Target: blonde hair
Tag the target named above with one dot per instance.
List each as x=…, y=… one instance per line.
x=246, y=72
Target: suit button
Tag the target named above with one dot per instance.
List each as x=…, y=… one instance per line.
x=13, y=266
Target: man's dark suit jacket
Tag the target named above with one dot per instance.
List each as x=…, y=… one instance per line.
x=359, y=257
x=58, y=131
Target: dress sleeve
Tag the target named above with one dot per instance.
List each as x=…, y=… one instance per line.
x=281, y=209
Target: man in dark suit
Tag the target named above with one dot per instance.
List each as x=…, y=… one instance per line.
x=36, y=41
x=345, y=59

= = = = =

The task: Recreate the listing exactly, so that each entry reads as before.

Your response:
Target: blonde hair
Tag the target named above with one dot per instance.
List each as x=…, y=… one instance per line.
x=246, y=72
Target: suit button
Tag the target named above with one dot per instance.
List each as x=…, y=… one instance per line.
x=13, y=266
Target: man's dark suit jacket
Tag the target named above with one dot per instance.
List each as x=…, y=… one instance per line.
x=359, y=257
x=58, y=131
Target: dress sleeve
Tag the target named above with one dot per instance.
List each as x=…, y=… one instance per line.
x=281, y=209
Target: man in dark suit
Tag the target named above with one dot per instance.
List each as x=…, y=… one instance per line.
x=36, y=41
x=345, y=59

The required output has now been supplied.